• Task prompt:
Could you find each line of the data below that contains the word "countertop" and copy those lines?

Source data
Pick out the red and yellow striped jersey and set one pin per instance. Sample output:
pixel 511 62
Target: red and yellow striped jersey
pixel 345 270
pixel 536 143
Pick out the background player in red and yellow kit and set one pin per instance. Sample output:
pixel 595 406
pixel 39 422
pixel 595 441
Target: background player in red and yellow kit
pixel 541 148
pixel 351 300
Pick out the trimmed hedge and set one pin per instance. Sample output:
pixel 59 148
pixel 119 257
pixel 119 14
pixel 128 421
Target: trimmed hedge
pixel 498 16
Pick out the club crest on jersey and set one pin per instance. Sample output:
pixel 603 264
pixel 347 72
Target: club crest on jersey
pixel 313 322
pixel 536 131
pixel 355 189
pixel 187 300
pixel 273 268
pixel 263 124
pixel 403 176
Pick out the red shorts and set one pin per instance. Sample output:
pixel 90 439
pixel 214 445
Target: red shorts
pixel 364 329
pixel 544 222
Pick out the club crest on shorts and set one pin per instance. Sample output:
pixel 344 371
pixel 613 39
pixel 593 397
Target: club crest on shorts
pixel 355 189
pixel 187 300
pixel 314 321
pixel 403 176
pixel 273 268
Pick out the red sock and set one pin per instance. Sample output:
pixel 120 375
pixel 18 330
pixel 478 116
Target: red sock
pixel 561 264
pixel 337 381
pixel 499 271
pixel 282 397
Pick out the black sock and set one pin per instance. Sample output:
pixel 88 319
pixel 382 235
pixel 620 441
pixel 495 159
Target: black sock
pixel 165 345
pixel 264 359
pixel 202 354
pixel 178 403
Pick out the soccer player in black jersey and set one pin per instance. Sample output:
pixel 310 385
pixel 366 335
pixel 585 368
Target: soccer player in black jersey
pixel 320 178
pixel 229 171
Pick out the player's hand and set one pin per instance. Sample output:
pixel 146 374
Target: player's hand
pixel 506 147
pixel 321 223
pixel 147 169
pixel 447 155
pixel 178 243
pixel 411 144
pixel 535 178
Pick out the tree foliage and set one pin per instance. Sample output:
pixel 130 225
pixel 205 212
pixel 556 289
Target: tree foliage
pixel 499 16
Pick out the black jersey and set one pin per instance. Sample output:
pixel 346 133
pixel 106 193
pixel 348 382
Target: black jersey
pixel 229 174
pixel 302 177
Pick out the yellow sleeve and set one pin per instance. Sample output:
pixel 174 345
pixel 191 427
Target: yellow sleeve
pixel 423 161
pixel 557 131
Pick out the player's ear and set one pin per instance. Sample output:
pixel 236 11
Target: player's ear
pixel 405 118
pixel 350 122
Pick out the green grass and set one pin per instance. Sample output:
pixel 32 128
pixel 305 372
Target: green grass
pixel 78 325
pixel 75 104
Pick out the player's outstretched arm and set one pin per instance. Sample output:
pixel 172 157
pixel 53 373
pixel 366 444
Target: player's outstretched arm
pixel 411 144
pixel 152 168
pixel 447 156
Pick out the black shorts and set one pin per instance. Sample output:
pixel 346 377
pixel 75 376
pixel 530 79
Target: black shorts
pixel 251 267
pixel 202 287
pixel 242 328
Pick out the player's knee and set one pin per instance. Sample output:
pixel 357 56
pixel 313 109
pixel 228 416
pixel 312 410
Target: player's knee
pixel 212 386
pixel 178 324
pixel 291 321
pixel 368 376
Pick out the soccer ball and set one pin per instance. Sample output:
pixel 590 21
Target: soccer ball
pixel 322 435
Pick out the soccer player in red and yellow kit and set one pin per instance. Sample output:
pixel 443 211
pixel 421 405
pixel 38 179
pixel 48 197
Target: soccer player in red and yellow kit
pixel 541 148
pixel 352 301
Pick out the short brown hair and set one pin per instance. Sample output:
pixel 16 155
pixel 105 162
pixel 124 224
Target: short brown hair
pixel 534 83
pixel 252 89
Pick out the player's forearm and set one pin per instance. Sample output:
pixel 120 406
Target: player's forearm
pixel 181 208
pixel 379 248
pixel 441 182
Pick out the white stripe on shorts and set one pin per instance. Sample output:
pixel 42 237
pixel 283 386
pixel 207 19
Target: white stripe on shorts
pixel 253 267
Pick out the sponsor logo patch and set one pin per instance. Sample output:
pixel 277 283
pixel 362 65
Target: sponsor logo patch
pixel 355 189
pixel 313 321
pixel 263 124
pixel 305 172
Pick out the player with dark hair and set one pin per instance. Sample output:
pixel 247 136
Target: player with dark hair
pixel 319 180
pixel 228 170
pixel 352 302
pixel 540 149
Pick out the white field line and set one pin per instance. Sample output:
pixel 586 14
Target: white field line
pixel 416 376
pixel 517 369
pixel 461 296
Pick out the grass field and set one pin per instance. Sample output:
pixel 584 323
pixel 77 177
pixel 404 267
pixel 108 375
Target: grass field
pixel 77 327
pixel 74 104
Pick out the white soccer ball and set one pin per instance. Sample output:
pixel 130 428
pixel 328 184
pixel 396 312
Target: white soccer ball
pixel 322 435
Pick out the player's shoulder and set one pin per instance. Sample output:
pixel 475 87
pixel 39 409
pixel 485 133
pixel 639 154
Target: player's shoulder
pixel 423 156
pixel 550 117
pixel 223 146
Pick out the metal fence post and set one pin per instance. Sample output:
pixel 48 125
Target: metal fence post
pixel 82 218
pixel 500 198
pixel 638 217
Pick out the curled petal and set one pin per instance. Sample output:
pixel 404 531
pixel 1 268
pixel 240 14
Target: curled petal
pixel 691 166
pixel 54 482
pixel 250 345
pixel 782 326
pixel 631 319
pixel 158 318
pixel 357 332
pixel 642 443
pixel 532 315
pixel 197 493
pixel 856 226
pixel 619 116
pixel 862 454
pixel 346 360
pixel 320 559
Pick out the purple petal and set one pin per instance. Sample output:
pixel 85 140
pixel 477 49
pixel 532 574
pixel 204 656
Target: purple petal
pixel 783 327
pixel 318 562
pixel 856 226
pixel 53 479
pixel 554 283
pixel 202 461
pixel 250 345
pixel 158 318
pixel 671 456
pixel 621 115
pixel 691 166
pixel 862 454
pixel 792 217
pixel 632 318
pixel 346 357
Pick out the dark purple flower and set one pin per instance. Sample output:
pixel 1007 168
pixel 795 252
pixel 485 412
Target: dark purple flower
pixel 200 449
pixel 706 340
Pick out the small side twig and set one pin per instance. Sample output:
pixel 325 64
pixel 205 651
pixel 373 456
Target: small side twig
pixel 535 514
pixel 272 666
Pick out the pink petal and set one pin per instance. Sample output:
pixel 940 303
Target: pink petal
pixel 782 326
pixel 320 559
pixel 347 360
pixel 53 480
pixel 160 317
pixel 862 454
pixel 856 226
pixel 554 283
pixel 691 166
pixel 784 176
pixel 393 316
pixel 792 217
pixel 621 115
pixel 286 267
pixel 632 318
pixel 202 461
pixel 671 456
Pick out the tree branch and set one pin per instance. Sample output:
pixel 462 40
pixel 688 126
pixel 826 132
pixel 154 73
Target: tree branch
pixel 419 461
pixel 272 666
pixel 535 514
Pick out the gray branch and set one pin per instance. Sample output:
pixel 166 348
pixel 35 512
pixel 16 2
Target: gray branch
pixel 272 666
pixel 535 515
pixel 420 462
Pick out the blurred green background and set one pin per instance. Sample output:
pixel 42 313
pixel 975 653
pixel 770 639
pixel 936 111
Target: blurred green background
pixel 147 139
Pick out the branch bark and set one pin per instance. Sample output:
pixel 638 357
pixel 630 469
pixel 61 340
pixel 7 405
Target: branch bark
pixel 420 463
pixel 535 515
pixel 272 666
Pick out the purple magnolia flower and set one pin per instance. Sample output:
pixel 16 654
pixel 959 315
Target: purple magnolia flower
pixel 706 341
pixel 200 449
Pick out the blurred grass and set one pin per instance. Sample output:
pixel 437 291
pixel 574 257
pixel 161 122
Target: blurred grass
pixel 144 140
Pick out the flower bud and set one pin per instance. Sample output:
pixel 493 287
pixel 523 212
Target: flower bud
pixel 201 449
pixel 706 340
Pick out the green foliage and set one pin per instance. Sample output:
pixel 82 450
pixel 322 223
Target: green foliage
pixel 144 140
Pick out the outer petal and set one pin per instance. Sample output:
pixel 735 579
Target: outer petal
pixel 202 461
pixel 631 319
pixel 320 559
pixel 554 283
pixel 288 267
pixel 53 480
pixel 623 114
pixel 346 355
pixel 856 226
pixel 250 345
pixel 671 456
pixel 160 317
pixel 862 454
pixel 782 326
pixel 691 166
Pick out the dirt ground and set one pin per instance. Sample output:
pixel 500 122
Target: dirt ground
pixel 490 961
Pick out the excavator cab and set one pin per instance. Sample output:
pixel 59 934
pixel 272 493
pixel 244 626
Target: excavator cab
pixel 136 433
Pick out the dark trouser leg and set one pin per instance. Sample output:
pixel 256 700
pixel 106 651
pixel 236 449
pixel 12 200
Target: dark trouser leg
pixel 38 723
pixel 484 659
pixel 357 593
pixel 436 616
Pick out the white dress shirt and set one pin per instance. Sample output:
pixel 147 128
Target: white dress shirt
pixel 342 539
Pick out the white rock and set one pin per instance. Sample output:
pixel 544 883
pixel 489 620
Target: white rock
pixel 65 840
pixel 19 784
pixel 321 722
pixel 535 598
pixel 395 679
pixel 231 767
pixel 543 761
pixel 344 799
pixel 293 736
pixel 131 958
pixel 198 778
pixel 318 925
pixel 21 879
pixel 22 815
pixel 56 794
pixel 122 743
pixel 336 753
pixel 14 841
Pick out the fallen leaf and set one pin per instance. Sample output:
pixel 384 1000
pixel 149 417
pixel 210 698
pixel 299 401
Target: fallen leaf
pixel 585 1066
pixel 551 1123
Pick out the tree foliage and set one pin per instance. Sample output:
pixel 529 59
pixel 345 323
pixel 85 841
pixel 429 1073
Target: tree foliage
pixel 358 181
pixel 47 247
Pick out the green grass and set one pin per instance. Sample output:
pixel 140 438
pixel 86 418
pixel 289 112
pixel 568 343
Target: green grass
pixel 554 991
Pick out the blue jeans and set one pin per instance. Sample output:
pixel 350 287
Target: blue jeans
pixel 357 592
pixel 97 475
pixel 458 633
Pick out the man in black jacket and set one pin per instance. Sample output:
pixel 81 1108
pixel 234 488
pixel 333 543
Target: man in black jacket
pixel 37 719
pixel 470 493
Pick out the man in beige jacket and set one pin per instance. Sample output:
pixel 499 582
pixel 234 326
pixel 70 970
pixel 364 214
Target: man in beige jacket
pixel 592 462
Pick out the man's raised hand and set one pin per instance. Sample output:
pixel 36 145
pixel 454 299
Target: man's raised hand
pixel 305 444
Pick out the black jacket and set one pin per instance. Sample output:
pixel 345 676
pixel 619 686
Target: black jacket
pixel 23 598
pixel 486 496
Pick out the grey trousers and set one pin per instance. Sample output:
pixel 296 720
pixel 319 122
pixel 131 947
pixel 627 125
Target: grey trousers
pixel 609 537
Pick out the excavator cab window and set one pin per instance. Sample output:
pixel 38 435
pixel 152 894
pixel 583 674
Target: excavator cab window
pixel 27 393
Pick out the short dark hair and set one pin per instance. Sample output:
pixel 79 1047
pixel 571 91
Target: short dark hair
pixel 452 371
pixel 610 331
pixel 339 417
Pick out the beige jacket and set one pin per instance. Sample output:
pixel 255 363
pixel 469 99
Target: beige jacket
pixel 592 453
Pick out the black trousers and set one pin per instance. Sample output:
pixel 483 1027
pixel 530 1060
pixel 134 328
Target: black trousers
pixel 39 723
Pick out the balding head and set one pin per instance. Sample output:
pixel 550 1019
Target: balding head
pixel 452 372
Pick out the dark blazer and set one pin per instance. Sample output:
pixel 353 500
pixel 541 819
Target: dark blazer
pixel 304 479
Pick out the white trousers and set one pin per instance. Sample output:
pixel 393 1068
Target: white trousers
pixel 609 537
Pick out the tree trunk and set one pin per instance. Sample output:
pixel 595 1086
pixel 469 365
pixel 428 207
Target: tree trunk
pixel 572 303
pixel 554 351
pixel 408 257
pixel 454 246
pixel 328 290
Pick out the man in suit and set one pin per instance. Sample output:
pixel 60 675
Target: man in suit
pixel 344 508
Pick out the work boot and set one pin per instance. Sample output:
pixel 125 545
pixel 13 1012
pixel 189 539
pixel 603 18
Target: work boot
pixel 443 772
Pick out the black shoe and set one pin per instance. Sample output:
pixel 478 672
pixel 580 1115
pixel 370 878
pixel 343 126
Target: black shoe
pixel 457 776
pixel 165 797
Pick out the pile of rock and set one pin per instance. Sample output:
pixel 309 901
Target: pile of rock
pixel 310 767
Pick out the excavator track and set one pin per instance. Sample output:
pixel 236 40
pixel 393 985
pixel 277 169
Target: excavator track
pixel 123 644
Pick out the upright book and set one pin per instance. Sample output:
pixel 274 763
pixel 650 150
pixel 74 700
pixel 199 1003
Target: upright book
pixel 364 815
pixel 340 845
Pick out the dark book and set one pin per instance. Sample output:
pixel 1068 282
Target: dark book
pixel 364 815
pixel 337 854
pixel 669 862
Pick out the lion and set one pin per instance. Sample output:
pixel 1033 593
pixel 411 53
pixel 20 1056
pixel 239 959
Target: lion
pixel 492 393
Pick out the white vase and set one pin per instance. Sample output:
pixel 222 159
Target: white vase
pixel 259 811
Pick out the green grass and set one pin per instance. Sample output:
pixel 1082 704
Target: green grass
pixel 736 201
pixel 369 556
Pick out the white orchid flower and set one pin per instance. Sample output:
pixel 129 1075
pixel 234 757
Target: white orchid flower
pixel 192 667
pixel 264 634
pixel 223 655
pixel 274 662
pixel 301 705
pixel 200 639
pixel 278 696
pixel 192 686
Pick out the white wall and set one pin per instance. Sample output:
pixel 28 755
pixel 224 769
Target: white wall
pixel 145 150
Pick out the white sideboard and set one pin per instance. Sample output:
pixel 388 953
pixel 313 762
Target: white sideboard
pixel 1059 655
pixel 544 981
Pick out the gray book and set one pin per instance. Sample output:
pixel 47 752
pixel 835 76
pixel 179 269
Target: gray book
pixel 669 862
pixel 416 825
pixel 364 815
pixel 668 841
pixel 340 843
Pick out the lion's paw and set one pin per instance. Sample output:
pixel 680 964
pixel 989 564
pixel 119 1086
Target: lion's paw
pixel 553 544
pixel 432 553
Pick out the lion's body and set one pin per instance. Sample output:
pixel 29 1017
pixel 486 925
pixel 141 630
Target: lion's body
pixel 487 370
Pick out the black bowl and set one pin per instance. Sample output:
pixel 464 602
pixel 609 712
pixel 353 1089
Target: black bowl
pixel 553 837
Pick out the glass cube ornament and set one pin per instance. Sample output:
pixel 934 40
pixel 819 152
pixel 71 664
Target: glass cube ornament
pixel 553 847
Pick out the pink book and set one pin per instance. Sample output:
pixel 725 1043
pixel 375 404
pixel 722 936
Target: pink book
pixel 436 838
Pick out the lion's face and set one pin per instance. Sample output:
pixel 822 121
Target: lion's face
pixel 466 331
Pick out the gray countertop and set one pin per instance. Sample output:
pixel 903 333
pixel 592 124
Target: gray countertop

• Result of the task:
Pick out the gray countertop and set one pin per instance. Sample output:
Target: gray countertop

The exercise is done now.